How to complete this task ▸ Give the whole listing again, exactly as written.

Exercise inputs ▸
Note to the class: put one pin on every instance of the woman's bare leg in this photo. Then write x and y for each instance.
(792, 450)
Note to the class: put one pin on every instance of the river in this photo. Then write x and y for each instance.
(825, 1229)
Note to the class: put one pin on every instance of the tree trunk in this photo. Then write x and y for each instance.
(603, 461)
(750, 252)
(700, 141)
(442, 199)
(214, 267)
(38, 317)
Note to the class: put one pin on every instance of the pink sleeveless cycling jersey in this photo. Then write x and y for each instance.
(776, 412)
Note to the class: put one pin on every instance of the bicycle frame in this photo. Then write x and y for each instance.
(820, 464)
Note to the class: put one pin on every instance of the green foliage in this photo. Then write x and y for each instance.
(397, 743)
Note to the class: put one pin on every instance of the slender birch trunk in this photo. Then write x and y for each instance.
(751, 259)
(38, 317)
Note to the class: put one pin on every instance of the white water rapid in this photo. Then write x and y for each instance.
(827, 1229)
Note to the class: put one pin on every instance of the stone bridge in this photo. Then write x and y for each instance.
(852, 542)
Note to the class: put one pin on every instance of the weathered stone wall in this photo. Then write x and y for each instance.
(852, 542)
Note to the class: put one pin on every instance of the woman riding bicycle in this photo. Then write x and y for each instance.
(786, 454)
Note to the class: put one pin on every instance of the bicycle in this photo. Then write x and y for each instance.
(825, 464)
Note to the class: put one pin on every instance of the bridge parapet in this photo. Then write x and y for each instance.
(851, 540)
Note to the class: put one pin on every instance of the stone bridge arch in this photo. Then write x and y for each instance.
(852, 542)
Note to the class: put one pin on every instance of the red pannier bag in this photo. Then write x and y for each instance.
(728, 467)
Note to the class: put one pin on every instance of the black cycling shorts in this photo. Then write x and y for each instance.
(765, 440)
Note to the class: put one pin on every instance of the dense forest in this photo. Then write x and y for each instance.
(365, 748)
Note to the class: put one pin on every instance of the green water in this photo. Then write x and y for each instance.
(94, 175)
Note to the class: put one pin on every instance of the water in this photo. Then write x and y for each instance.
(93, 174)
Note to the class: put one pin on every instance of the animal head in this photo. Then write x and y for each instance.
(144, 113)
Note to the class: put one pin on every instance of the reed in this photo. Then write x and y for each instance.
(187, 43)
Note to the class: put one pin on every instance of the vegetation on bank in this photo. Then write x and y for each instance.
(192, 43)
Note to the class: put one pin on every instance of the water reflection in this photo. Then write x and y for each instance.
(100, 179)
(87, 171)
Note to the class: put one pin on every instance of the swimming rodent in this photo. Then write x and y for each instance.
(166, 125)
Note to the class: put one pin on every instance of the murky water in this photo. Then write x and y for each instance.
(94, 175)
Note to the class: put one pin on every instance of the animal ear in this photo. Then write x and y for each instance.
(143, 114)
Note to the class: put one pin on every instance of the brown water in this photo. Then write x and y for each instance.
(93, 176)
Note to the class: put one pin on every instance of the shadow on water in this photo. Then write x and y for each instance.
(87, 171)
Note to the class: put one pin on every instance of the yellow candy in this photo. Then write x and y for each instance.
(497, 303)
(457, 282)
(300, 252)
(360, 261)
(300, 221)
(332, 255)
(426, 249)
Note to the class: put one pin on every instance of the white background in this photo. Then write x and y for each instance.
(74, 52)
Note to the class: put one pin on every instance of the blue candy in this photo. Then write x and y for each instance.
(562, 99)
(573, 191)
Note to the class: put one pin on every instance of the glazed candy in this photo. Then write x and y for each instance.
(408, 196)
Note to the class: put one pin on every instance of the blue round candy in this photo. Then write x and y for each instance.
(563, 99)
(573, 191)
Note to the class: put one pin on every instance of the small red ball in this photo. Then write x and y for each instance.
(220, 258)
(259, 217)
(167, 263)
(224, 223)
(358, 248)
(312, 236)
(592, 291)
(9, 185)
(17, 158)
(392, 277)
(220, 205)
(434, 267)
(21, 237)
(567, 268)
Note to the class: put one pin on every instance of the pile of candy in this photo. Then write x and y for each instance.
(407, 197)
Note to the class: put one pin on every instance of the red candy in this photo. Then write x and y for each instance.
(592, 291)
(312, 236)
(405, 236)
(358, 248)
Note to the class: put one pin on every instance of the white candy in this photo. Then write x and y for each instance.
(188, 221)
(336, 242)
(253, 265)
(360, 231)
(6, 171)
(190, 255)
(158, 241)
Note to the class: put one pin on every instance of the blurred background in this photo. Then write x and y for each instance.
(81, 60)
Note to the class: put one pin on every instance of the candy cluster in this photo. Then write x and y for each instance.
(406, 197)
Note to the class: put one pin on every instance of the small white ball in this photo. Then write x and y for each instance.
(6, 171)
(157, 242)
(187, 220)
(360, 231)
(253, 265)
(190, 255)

Task result ▸
Note to the class: put one pin on every instance of the woman's bare leg in this photo. Then write x and y for each instance.
(792, 450)
Note to the class: put one pin on every instance of the river in this photo. Then write x and y for each instance.
(825, 1229)
Note to the class: put one pin on every instance of the tree trunk in this photo. Then write x and y for each instance.
(603, 461)
(750, 252)
(700, 141)
(442, 199)
(214, 267)
(38, 317)
Note to the class: put one pin on every instance of the pink sleeveless cycling jersey in this photo. Then write x and y for each instance.
(776, 412)
Note to the class: put one pin on every instance of the bicycle frame in this photo. Then write x and y for each instance.
(820, 464)
Note to the class: put one pin on every instance of the green foliage in this photo. Then write x and y for each instance.
(397, 743)
Note to the class: put one pin on every instance of the slender birch trunk in this photo. Then write x and y for each instance.
(751, 259)
(38, 317)
Note to the class: put one pin on every instance of the white water rapid in this photo. Then write x and y for each instance.
(827, 1229)
Note to the class: put one pin on every instance of the stone bridge in this photo. Then write x and y for each instance.
(852, 542)
Note to the class: put one pin on every instance of the weathered stone wall in this photo. Then write x and y for each instance.
(852, 542)
Note to the class: put one pin on every instance of the woman riding bicycle in this photo. Then write x and y for each instance.
(786, 454)
Note to the class: put one pin on every instance of the bicycle in this photo. Then write x and y for each instance.
(825, 464)
Note to the class: put one pin on every instance of the bridge parapet in this photo. Then write x and y for each instance.
(851, 540)
Note to the class: put one pin on every instance of the stone bridge arch in this photo. Then write x and y for each instance.
(852, 542)
Note to the class: put one pin on every instance of the red pannier bag in this photo. Then write x and y for each instance.
(728, 467)
Note to the class: put one pin on every instance of the black cycling shorts in this photo. Then write x and y for each instance.
(765, 440)
Note to the class: put one pin on every instance of the dense forest in this photo. Then write x and y for each instance.
(365, 748)
Note to the class: put one pin on every instance of the green water in this photo. Then write x and y for each instance.
(94, 175)
Note to the class: put one pin on every instance of the water in this photo. Then write x and y for each instance.
(93, 174)
Note to the class: put one pin on every instance of the animal head in this photo. Then write x and y for each instance.
(144, 113)
Note to the class: put one pin on every instance of the reed in this photo. Then write x and y for each instance.
(187, 43)
Note to the class: put one pin on every instance of the vegetation on bank in this photo. Then write x and y for each instance.
(192, 43)
Note to the class: put one pin on every instance of the water reflection in this photo. Then write x and y for each instance.
(100, 179)
(87, 171)
Note to the class: put one pin on every instance of the swimming rodent in this photo. Then write x and y for each instance.
(166, 125)
Note to the class: put one pin on every instance of the murky water in this photo. Then write x and y for each instance.
(94, 175)
Note to the class: put one pin on every instance of the animal ear in this photo. Then write x and y for each instance.
(143, 114)
Note to the class: put one pin on every instance of the brown water in this photo. Then write x and y for each instance.
(93, 176)
Note to the class: put one pin on every instance of the shadow on water in this photo. Then write x and y for each instance.
(87, 171)
Note to the class: put one pin on every instance of the yellow candy in this photo. Then write x and y for each instance.
(497, 303)
(457, 282)
(300, 252)
(360, 261)
(300, 221)
(332, 255)
(426, 249)
Note to the class: put one pin on every instance of the white background in this photo. Then write x and y for each instance.
(74, 52)
Note to the class: put one pin on every instance of the blue candy in this photo. Then write x and y for each instance.
(562, 99)
(573, 191)
Note to the class: put one pin on every instance of the glazed candy in this photo. Then write x and y for each instance.
(408, 196)
Note to the class: put one pin on every instance of the blue round candy in this photo. Then write x and y for each instance.
(563, 99)
(573, 191)
Note to the class: put one pin on every instance of the small red ball in this photo. Then write x and y for each instance.
(220, 258)
(259, 217)
(167, 263)
(224, 223)
(358, 248)
(312, 236)
(592, 291)
(9, 185)
(17, 158)
(392, 277)
(220, 205)
(434, 267)
(21, 237)
(567, 268)
Note to the class: put one pin on every instance of the pile of candy in this photo. Then write x and y for each instance.
(407, 197)
Note to the class: put one pin on every instance of the red candy in this photo. Then write x and y for each instance.
(592, 291)
(312, 236)
(405, 236)
(358, 248)
Note to the class: put one pin on every instance of the white candy in this photo. Then write x and y for each instance.
(188, 221)
(336, 242)
(253, 265)
(360, 231)
(6, 171)
(190, 255)
(158, 241)
Note to the class: put one pin on every instance of the blurred background in this photo. Then write x and y for each instance.
(81, 60)
Note to the class: put one pin on every instance of the candy cluster in this photo. Then write x and y for each instance.
(406, 197)
Note to the class: put one pin on every instance of the small white ball in this photo. Then write x and y for each instance.
(6, 171)
(157, 242)
(187, 220)
(360, 231)
(253, 265)
(190, 255)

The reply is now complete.